[REQUIRED ACTION]:
Condense the paragraph of the biography below that begins "Peck was born in the Sand Hill section" into a short bulleted list that keeps its main facts.

American writer (1830–1892)

William Henry Peck (December 30, 1830 – February 4, 1892) was a writer from the Southern United States.

==Biography==
Peck was born in the Sand Hill section of Richmond County, Georgia, part of Augusta. He was the son of Samuel Hopkins Peck, a merchant in Augusta, and his wife, the former Sarah Holmes Pate. Samuel Peck, later known as Colonel Peck due to his experience in the Mexican–American War, was descended from the Paul Peck family, one of the early settlers of Hartford, Connecticut.

In 1842, Florida's Congress passed the Armed Occupation Act which encouraged citizens to move and settle the relatively untamed areas of central Florida. Peck moved with his father and brothers in 1843 to the Indian River Colony in St. Lucie County in east Florida. He later wrote descriptively about this area and his meeting with early pioneers such as lighthouse keeper Mills Burnham of Cape Canaveral in the Florida Star newspaper in 1887. In a piece for the New York Ledger, Peck also described the opening of the Indian River inlet with the picks and shovels that were available at that time. The family is accredited with building the first frame house in the area and Peck's Lake is given to be named for them.

Peck received an extensive education at a boarding school in Connecticut, a military school in Georgetown, Kentucky and attended Harvard where he received a degree in 1853 and masters in 1855. His writing career took off with submissions to Robert Bonner's New York Ledger where it was reported he was paid $5000 for stories for this publication. In 1873 The Augusta Chronicle reported:

"A DISTINGUISHED AUGUSTA AUTHOR"

Our readers will be gratified to learn of the success in the literary world of our neighbor Professor William Henry Peck who is the author of some of the best and most popular romances of the day. The professor is a citizen of Harlem ... romance writer for the New York Ledger ... ATTRACTION EXTRAORDINARY ... it is with no little pride and gratification that we announce an exclusive engagement for a long term of years with that renowned and brilliant author William Henry Peck ... particularly so as the author is Georgian. Professor William Henry Peck is, we believe, a native of Augusta and doubtless is known to many of our citizens.

[STORED DATA]:

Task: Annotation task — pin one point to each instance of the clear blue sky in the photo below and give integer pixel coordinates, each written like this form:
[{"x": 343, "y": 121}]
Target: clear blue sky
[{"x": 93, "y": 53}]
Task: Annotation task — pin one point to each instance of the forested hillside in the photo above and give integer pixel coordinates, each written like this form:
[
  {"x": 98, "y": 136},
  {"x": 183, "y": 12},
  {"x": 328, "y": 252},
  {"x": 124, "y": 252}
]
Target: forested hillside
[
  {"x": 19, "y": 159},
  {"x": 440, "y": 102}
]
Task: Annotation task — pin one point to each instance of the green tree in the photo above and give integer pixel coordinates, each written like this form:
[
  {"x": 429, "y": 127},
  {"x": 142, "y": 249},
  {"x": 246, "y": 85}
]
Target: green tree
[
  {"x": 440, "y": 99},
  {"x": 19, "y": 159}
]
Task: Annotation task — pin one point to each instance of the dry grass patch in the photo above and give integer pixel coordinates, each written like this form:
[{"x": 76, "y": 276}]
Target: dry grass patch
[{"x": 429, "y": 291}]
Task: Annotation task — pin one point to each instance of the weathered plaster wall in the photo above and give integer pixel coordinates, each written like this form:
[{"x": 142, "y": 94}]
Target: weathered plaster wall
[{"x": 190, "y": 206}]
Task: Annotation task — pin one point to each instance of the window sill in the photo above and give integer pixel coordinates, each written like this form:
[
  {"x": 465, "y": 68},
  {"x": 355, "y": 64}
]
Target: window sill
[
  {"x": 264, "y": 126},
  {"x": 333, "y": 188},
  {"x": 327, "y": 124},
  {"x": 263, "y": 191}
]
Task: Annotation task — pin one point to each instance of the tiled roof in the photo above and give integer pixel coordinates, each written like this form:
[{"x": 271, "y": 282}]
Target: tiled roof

[OUTPUT OF THE TASK]:
- Birthplace: the Sand Hill section of Richmond County, Georgia, part of Augusta.
- Parents: Samuel Hopkins Peck, a merchant in Augusta, and Sarah Holmes Pate.
- Father: later known as Colonel Peck because of his experience in the Mexican–American War.
- Ancestry: the father descended from the Paul Peck family, early settlers of Hartford, Connecticut.